Texto fuente
□ □ □ □
Por lo que respecta a la participación en España, ha alcanzado el 46%, lo que nos sitúa claramente por encima de la media europea. No obstante, no creo que sea como para lanzar las campanas al vuelo. Todo lo que sea registrar una participación cercana o por debajo al 50% me parece, de hecho, más bien vergonzoso. Tampoco hace mucho que señalábamos con dedo acusador a los bajos índices de participación en los EEUU como clara prueba de una democracia en crisis y con escasa legitimidad entre sus ciudadanos. Pues bien, ya ha llegado el problema por esta otra orilla del Atlántico. Haríamos bien en aplicarnos el cuento, so pena de ser acusados —con toda la razón del mundo— de hipocresía.
□ □ □ □
Tarea planteada 1
Según el texto sobre la participación, ¿qué porcentaje de participación se registró en España?
El texto sobre la participación y las entradas proceden de fuentes distintas.
□ □ □ □
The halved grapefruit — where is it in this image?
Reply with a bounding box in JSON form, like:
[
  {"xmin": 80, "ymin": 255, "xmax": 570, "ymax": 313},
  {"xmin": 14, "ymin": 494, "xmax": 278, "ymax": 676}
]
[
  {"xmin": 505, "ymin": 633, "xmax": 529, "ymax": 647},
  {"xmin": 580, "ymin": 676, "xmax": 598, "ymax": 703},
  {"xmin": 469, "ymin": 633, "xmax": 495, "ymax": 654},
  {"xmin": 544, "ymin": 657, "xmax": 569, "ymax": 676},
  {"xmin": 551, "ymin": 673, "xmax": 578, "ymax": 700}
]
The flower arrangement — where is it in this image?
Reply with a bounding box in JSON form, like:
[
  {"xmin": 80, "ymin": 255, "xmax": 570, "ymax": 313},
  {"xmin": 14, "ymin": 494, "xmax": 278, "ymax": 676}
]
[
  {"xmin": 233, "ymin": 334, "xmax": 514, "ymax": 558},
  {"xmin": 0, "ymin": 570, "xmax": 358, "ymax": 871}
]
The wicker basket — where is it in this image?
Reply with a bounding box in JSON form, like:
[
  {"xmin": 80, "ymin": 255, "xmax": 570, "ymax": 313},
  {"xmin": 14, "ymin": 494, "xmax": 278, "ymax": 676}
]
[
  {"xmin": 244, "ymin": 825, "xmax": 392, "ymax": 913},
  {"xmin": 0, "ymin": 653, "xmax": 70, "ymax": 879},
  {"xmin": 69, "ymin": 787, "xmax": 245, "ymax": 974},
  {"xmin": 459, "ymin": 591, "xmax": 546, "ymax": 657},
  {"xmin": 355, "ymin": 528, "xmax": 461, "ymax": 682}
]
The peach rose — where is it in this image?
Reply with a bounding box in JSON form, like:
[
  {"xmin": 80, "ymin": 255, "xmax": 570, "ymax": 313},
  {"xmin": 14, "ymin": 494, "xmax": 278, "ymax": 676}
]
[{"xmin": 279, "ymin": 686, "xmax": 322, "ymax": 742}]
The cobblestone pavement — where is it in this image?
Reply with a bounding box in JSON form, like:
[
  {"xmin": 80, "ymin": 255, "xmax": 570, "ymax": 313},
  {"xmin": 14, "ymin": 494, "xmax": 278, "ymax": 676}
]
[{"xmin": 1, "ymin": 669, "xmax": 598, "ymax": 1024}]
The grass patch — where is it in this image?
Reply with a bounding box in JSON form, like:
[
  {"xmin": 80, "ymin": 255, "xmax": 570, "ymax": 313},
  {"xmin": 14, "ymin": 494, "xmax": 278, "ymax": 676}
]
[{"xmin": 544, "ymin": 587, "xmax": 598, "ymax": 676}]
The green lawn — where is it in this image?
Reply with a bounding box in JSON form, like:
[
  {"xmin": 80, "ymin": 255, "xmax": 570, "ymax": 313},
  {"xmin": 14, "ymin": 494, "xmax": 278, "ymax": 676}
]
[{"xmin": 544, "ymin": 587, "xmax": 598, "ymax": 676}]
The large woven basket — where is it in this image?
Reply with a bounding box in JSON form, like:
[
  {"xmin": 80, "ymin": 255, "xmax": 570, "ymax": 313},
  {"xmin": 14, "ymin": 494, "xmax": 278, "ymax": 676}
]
□ □ □ □
Tarea planteada 2
Reproduce sin ningún cambio el tramo de las entradas que va desde la línea que contiene "The green lawn — where is it in this image?" hasta el final de las entradas.

Solución escrita 1
El 46%.

Solución escrita 2
The green lawn — where is it in this image?
Reply with a bounding box in JSON form, like:
[
  {"xmin": 80, "ymin": 255, "xmax": 570, "ymax": 313},
  {"xmin": 14, "ymin": 494, "xmax": 278, "ymax": 676}
]
[{"xmin": 544, "ymin": 587, "xmax": 598, "ymax": 676}]
The large woven basket — where is it in this image?
Reply with a bounding box in JSON form, like:
[
  {"xmin": 80, "ymin": 255, "xmax": 570, "ymax": 313},
  {"xmin": 14, "ymin": 494, "xmax": 278, "ymax": 676}
]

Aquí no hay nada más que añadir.